[TASK TO COMPLETE] Copy the following records line for line, leaving out the pictures.

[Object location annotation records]
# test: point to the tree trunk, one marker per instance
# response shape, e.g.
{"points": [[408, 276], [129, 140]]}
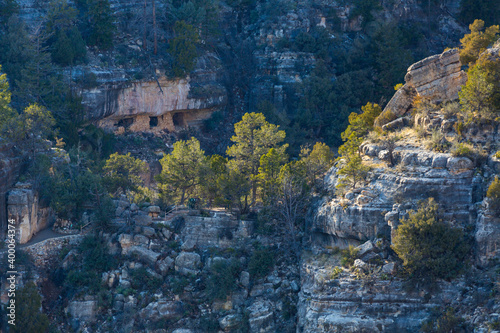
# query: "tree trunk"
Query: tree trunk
{"points": [[183, 196], [144, 42]]}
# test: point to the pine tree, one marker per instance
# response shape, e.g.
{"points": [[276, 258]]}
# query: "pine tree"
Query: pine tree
{"points": [[477, 41], [6, 112], [254, 136], [183, 48], [182, 169], [30, 319]]}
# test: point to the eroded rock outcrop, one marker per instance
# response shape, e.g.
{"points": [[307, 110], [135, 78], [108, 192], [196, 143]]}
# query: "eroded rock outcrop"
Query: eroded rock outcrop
{"points": [[141, 106], [437, 78], [10, 165], [24, 208], [363, 213]]}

[OUTPUT]
# test: point to the tree trunk, one marker per instance
# response shape, e.g.
{"points": [[408, 276], [129, 140]]}
# query: "tree trunk"
Query: tree trunk
{"points": [[183, 196], [144, 42]]}
# test: point to the pine tree, one marker per instance
# response shape, e.g.
{"points": [[276, 258]]}
# query: "pine tree"
Query: pine tree
{"points": [[477, 41], [6, 112], [254, 136], [183, 48], [182, 169], [30, 319]]}
# test: point to the eroded rock outcrop, one marker per instance
# response shape, e.g.
{"points": [[307, 110], [135, 78], [108, 192], [196, 143]]}
# query: "eroded rock outcrop"
Query: eroded rock outcrop
{"points": [[141, 106], [437, 78], [10, 165], [24, 208], [363, 213]]}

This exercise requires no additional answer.